Point-per-instance localization data:
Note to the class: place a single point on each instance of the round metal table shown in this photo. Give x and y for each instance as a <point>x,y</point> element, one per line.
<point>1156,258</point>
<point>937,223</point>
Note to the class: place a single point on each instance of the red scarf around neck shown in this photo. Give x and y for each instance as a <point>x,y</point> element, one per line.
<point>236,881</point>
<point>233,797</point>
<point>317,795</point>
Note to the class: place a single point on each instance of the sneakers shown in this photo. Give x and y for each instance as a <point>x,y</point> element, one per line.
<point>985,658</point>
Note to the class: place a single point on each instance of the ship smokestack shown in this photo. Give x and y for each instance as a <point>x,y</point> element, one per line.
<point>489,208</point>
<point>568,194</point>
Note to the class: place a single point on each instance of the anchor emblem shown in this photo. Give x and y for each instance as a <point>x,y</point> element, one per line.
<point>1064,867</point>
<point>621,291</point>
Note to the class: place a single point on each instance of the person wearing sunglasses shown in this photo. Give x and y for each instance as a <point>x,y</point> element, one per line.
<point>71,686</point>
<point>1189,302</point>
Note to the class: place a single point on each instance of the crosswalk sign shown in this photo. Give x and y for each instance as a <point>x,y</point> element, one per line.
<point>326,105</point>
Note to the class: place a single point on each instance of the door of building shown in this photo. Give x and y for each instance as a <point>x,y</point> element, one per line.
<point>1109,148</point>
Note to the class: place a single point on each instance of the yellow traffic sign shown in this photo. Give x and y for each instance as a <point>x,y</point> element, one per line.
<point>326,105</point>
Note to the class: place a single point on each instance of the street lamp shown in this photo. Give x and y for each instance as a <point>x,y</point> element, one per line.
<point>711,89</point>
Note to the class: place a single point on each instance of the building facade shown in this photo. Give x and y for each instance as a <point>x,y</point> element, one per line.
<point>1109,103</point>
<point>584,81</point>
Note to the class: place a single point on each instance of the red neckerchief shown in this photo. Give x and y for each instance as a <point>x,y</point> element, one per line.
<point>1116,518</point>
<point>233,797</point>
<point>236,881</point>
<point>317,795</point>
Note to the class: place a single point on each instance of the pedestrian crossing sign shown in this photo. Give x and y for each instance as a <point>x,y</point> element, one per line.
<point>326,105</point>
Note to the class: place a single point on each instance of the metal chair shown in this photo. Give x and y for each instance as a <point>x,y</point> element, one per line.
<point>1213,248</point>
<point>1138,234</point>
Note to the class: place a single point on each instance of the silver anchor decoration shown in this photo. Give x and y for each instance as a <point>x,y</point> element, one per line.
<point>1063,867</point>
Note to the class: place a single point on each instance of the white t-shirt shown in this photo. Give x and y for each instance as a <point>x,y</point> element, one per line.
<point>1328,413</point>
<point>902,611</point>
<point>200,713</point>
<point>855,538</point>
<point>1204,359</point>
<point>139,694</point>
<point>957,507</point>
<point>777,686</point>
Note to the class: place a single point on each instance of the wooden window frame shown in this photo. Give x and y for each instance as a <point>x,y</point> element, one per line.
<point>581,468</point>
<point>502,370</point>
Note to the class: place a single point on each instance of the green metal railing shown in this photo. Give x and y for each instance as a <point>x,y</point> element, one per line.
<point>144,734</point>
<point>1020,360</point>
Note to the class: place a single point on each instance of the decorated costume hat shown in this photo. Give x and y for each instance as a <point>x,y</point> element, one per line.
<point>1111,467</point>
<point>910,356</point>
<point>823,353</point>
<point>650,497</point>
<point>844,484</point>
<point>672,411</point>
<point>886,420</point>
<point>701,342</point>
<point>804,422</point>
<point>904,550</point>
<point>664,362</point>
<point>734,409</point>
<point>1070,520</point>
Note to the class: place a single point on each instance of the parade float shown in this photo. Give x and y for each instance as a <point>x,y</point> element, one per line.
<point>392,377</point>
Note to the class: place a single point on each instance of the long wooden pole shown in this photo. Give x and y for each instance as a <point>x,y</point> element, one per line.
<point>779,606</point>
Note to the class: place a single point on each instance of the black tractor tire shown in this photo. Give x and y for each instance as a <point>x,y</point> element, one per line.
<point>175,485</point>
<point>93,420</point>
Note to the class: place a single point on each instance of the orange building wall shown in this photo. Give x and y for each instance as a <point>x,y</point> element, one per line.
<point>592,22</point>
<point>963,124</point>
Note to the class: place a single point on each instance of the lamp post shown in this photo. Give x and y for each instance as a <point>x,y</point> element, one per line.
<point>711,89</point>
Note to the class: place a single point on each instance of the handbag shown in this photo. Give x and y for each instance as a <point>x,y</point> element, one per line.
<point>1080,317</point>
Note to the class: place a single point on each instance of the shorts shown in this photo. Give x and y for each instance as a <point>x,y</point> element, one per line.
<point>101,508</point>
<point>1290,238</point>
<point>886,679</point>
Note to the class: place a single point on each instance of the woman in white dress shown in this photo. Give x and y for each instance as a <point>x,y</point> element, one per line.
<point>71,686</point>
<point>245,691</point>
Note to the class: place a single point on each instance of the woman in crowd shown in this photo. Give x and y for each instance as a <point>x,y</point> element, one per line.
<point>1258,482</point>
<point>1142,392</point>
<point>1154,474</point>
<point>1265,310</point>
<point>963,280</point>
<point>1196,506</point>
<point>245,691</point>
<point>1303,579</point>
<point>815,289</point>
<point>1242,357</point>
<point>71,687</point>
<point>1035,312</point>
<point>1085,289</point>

Exercise requirements:
For this exercise, output all the data exactly as shown above.

Solution to this task:
Note to the class: place a single point on each instance of the round metal table shown in this photo. Give x and y for each instance as a <point>x,y</point> element, one per line.
<point>1156,258</point>
<point>937,223</point>
Note to the class: place a single point on each instance of the red scarf around neck shown in this photo. Give x and y for each instance as a <point>x,y</point> element, one per line.
<point>236,881</point>
<point>233,797</point>
<point>317,795</point>
Note to the class: place a single point on each instance of the sneakers shown in this photo. Give x and y for each instance as a <point>x,y</point> element, one per line.
<point>985,658</point>
Note to the class: place a single point on each instance of the ship smokestack shown in this photo. Give x and y for each instance as a <point>x,y</point> element, one per line.
<point>489,208</point>
<point>568,194</point>
Note to the class: place a single point on each instance of the anchor emblem shown in this photo. Give x and y for each instance as a <point>x,y</point> element, one per line.
<point>1064,867</point>
<point>621,291</point>
Note to the class: place a single point on each instance of the person wearing sunglasses shown in this photo. Give x and y for each instance as a <point>x,y</point> element, one per line.
<point>71,686</point>
<point>1189,302</point>
Note to the class: place a single point on each instance of the crosswalk sign shown in this photo. Give x and y for each instance as a <point>x,y</point> element, one per line.
<point>326,105</point>
Note to the class: place a single point on each instance of the door of building shown in this photo. Give x and y for each instance as a <point>x,y</point> element, one per line.
<point>1109,148</point>
Note to the class: place a single point on each instance of the yellow traffic sign shown in this photo. Give x and y for each instance as a <point>x,y</point> element, one per line.
<point>326,105</point>
Note to the class: place a single point on each instance of the street lamp shown in this photo. Give x and y for each instance as a <point>x,y</point> element, one per line.
<point>711,89</point>
Note to the class: place a single point on each instance of the building facade shown in this photo. Give x and y for each instance as a <point>x,y</point> element, one per line.
<point>1109,103</point>
<point>584,81</point>
Note to the class: place a single point on each instance of the red neckerchief shown in this photo. Give x and y for each instance as a <point>x,y</point> element, one per line.
<point>1116,518</point>
<point>233,797</point>
<point>236,881</point>
<point>317,795</point>
Note to the class: place a single point on each instance of the pedestrian crossing sign shown in this photo. Give x and y for each instance as a <point>x,y</point> element, one per line.
<point>326,105</point>
Note to the class: place a single point on each instance of the metal chair shown in this photo. Give x and y for each instance as a <point>x,y</point> element, one per line.
<point>1213,248</point>
<point>1138,234</point>
Note to the class: place a single point on each instance of the silver anchor decoration shown in this photo. Give x and y for each instance as a <point>x,y</point> element, one per line.
<point>1063,867</point>
Note to the class: place a single point on each instance of the white t-shirt shown in this photo. Give x and y for each instance as a <point>x,y</point> element, one per line.
<point>1328,413</point>
<point>902,611</point>
<point>200,713</point>
<point>855,538</point>
<point>1204,359</point>
<point>139,694</point>
<point>957,507</point>
<point>777,686</point>
Note to the class: place a single point on each instance of the wooden window frame shown in this photo. Give x and y for each instance as a <point>x,y</point> element, one per line.
<point>581,468</point>
<point>502,370</point>
Note to the class: place a single point on each instance of the green metal railing shown in this photo. Give x and y for each instance as a <point>x,y</point> element, one per line.
<point>144,734</point>
<point>1020,360</point>
Note to the class: place a single point on each instance of the decorated costume hat shown in this photo. Give x and y for each instance as a <point>x,y</point> element, one per line.
<point>1111,467</point>
<point>910,356</point>
<point>823,353</point>
<point>650,497</point>
<point>844,484</point>
<point>672,411</point>
<point>886,420</point>
<point>701,342</point>
<point>804,422</point>
<point>904,550</point>
<point>664,362</point>
<point>734,409</point>
<point>1070,520</point>
Note to the class: place a single point on each instance of the parade float shown in this photo. Give x and y for each instance as a <point>x,y</point> element, one per line.
<point>392,377</point>
Note to the class: place a single point on each instance of the long wooden pole shown in this photo. Give x and y for each instance as a <point>x,y</point> element, one per line.
<point>779,606</point>
Note to the class: place a single point on each instance of the black tractor tire shown in this photo. Give x and y for each instance as a <point>x,y</point> element, one per line.
<point>175,485</point>
<point>93,420</point>
Note to the class: place a single point on each instance of the orange building wall shown in this photo. Give x and y for each instance as a <point>x,y</point> element, one per line.
<point>592,22</point>
<point>963,124</point>
Note to the class: place a single point on each instance of the lamp post shown in this photo. Give x and y for each instance as a <point>x,y</point> element, one per line.
<point>711,89</point>
Note to the class: place a single point on each instance of the handbag shown in this photo. Give x and y for each instance as a <point>x,y</point> element, one per line.
<point>1080,317</point>
Note to the class: place a single point on each instance of the shorts shown in this photo. Give x and y for each instance as a <point>x,y</point> element, one per line.
<point>101,508</point>
<point>1290,238</point>
<point>886,679</point>
Note to the class: place a single point on each instance of the woman in white dress shown in this photo. Give x and y for each instance as a <point>x,y</point> element, one per line.
<point>71,686</point>
<point>245,691</point>
Note to the class: place a single point on each instance of the woman in crowd shown in this photo. Give x and y for each instance as a <point>x,y</point> element, one per line.
<point>1258,482</point>
<point>1142,392</point>
<point>1154,474</point>
<point>1265,310</point>
<point>963,280</point>
<point>1196,506</point>
<point>245,691</point>
<point>1303,579</point>
<point>815,289</point>
<point>1242,357</point>
<point>71,687</point>
<point>1035,312</point>
<point>1085,289</point>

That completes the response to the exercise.